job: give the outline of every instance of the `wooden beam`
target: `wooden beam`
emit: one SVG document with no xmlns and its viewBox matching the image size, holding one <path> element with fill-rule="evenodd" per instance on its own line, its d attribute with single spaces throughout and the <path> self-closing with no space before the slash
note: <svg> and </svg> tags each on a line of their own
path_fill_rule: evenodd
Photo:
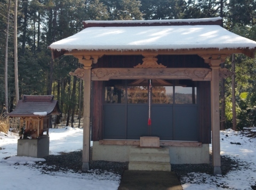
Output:
<svg viewBox="0 0 256 190">
<path fill-rule="evenodd" d="M 211 60 L 211 104 L 212 113 L 212 145 L 214 175 L 221 175 L 220 169 L 219 73 L 221 60 Z"/>
<path fill-rule="evenodd" d="M 92 69 L 92 80 L 110 79 L 191 79 L 211 80 L 206 68 L 96 68 Z"/>
<path fill-rule="evenodd" d="M 118 51 L 118 50 L 77 50 L 74 49 L 71 51 L 62 49 L 65 55 L 82 55 L 82 56 L 102 56 L 106 55 L 211 55 L 211 54 L 227 54 L 231 55 L 233 53 L 243 53 L 251 57 L 255 54 L 254 49 L 245 48 L 191 48 L 180 49 L 138 49 Z M 56 51 L 54 50 L 54 52 Z"/>
<path fill-rule="evenodd" d="M 100 145 L 139 146 L 138 140 L 100 140 Z M 194 142 L 160 141 L 160 146 L 178 147 L 202 147 L 202 143 Z"/>
</svg>

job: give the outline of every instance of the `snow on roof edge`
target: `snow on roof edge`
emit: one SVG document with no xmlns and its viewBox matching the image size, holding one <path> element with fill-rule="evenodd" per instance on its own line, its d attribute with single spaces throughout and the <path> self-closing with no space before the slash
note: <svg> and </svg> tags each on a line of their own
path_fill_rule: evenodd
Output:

• **WHAT YOU WILL DO**: Rewrite the records from their start through the line containing "92 80 L 110", that line and the requests included, adding 142 to every number in the answers, both the viewBox values and the path coordinates. Leave the pictures out.

• **SOLUTION**:
job: give the outline of every instance of the `wooden beam`
target: `wooden beam`
emit: one SVG document with no xmlns and its viewBox matching the image size, holding one <path> element with fill-rule="evenodd" per instance on its own line, its d attribute with single spaces throughout and the <path> self-closing with no space before the slash
note: <svg> and </svg> tags each on a line of their own
path_fill_rule: evenodd
Photo:
Output:
<svg viewBox="142 142 398 332">
<path fill-rule="evenodd" d="M 353 202 L 353 246 L 354 255 L 354 287 L 356 317 L 363 317 L 362 311 L 361 215 L 363 202 Z"/>
<path fill-rule="evenodd" d="M 234 211 L 234 222 L 252 221 L 333 221 L 353 222 L 348 210 L 238 210 Z"/>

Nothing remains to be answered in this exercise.